** OBJECTIF **
Relevez toutes les lignes ci-dessous qui contiennent la chaîne « metal », en tenant compte de la casse.
────────
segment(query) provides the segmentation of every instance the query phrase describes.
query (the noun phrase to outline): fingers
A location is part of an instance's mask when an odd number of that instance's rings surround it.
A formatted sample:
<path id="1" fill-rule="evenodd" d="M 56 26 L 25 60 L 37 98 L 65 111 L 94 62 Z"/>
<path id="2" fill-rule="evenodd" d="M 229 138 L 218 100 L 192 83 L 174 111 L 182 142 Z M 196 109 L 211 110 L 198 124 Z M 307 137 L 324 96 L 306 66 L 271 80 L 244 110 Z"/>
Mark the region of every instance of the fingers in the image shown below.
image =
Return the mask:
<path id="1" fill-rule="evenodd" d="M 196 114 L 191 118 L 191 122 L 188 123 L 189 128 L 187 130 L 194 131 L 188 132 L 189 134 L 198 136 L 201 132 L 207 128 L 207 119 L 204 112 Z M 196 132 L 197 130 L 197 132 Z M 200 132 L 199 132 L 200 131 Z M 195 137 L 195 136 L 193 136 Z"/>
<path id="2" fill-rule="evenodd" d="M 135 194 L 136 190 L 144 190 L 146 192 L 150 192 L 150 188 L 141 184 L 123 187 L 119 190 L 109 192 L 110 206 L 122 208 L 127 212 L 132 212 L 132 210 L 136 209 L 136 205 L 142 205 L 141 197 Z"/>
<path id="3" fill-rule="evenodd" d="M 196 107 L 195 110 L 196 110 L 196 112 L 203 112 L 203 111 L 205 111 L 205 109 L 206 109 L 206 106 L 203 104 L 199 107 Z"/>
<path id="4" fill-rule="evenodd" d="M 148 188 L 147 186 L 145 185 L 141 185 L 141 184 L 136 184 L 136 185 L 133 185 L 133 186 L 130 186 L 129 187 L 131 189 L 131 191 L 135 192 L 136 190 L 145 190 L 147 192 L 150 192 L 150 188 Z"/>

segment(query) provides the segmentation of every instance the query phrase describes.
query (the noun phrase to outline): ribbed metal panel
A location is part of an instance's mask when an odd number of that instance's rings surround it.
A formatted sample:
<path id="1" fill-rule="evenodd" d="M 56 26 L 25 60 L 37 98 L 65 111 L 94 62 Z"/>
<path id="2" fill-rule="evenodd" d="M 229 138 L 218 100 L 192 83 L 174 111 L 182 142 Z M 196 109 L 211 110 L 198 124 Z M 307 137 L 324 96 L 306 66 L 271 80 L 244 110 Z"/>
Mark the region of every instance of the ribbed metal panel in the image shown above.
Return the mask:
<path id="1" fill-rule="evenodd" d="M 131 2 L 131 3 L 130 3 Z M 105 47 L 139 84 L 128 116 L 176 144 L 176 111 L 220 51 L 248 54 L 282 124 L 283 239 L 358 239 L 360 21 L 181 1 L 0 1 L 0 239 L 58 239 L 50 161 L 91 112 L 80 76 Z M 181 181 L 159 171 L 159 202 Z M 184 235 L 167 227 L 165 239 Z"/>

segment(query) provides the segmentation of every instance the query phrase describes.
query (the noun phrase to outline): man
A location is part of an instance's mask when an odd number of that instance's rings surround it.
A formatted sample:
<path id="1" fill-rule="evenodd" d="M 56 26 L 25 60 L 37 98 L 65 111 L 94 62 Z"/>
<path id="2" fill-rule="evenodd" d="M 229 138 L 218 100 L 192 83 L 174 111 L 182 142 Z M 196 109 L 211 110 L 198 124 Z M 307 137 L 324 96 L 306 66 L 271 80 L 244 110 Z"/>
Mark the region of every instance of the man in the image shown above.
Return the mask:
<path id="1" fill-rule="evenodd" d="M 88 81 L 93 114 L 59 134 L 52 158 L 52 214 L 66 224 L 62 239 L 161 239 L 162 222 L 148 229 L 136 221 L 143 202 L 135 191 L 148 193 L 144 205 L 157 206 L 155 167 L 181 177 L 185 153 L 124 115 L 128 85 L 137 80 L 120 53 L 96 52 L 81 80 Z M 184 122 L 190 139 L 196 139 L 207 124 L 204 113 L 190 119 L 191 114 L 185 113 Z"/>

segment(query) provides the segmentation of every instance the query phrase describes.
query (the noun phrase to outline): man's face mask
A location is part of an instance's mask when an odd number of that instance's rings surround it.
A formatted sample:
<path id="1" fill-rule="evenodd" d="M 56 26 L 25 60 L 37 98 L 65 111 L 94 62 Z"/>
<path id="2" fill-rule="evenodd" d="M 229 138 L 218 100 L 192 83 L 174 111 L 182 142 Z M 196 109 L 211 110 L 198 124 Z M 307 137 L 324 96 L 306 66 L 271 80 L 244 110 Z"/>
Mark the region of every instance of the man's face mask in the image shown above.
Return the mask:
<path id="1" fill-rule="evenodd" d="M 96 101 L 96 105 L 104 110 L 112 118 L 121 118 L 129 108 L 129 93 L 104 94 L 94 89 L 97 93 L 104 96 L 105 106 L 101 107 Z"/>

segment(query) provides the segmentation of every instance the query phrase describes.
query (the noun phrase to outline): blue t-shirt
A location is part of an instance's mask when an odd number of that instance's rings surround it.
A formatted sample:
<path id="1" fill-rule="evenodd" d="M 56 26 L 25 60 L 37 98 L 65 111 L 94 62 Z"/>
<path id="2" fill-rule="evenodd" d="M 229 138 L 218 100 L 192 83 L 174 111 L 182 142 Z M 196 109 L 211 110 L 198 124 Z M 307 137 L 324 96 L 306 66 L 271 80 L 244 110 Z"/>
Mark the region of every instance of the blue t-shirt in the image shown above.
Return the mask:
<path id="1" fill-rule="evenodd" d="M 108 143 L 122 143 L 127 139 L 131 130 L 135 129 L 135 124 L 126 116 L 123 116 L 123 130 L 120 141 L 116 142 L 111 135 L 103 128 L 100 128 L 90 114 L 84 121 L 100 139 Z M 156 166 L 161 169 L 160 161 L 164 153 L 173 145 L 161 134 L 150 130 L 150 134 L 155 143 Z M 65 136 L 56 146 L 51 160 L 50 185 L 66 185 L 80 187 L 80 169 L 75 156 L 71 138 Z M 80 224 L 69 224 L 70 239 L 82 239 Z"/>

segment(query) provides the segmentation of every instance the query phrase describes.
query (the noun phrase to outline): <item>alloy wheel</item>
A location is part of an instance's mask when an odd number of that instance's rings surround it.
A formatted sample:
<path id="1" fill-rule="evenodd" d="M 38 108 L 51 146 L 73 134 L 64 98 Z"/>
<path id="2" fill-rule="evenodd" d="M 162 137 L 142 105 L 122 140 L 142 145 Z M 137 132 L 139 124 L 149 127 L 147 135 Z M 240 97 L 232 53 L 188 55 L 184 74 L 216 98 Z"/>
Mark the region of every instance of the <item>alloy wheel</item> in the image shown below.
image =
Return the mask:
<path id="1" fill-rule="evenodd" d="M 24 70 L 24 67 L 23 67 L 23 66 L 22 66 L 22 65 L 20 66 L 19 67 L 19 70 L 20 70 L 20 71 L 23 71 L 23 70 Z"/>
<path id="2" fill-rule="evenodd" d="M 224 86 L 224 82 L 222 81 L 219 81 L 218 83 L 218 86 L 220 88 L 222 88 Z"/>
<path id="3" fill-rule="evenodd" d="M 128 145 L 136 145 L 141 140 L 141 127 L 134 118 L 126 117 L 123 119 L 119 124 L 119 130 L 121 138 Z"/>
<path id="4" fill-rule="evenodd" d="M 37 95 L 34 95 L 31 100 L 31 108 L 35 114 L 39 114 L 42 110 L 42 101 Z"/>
────────
** RÉSULTAT FINAL **
query (the noun phrase to outline): ribbed metal panel
Mark the region of every instance of the ribbed metal panel in the image shown above.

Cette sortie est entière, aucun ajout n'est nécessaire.